◆ Set exercise: Gather every line in the records below that contains the word "dark". Treat uppercase and lowercase letters as different.

_ _ _ _

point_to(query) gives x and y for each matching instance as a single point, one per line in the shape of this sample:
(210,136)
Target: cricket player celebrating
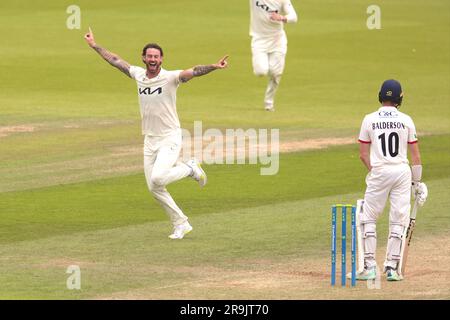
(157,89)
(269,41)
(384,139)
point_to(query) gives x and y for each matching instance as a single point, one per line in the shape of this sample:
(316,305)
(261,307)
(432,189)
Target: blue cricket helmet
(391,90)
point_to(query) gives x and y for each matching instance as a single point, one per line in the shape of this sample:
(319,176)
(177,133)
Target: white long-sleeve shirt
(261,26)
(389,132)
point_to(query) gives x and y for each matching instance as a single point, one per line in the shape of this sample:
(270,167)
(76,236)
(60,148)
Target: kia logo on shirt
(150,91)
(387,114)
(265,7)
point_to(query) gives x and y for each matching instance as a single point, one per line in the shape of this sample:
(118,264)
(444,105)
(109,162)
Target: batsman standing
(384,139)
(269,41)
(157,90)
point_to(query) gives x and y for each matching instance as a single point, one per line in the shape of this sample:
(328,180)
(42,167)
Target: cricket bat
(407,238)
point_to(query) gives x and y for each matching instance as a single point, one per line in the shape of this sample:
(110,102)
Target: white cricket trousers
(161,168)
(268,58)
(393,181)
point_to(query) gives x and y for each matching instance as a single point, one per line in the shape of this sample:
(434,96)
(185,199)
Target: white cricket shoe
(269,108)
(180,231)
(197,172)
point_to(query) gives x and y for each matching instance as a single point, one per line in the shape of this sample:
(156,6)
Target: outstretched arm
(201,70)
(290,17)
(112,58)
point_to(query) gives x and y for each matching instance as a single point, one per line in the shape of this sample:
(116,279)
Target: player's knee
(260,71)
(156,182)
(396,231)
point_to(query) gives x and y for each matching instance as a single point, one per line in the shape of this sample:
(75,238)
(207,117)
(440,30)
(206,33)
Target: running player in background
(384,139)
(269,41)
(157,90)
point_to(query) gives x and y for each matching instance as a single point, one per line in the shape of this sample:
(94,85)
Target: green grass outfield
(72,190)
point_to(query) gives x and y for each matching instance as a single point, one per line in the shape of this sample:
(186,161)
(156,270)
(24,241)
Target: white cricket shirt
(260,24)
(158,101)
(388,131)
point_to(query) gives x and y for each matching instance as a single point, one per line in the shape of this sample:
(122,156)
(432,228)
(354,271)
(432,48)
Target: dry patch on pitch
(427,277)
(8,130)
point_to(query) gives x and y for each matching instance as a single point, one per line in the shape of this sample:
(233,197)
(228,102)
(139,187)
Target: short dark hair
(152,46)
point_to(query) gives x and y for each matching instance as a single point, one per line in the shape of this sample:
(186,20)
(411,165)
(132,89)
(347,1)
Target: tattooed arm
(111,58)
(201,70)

_ _ _ _

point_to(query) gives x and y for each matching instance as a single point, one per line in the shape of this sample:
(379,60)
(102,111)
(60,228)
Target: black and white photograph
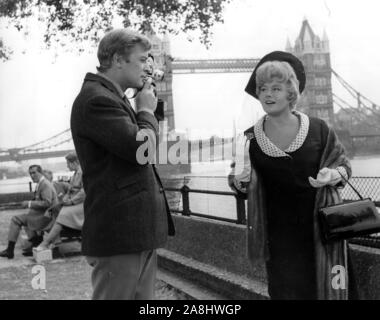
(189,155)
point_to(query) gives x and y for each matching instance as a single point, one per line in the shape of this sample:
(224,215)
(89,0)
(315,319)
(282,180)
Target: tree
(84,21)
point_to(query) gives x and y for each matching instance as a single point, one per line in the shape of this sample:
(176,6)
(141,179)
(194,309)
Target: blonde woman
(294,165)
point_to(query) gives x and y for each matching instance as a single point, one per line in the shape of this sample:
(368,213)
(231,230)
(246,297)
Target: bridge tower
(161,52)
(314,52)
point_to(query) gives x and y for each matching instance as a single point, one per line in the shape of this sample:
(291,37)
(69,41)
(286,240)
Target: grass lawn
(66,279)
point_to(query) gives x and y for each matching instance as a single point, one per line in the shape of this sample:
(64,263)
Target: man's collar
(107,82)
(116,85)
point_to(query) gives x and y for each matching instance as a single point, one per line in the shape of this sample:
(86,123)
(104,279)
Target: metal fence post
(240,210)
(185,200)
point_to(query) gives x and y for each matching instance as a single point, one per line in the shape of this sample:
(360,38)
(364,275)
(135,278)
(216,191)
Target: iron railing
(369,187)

_ _ _ _

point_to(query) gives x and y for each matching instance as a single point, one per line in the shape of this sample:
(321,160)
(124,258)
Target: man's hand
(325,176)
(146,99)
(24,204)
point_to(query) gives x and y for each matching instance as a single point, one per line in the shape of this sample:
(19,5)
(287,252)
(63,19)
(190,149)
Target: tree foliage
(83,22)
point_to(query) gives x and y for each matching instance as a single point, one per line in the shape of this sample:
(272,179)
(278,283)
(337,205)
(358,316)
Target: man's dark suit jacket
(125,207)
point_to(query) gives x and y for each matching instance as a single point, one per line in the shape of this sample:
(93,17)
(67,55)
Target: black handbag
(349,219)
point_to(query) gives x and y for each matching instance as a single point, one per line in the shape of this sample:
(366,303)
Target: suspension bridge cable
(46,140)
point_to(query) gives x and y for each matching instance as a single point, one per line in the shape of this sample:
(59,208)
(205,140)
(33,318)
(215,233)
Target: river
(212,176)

_ _ _ _

◆ Task result:
Target: short dark hair
Target: man's dark suit jacket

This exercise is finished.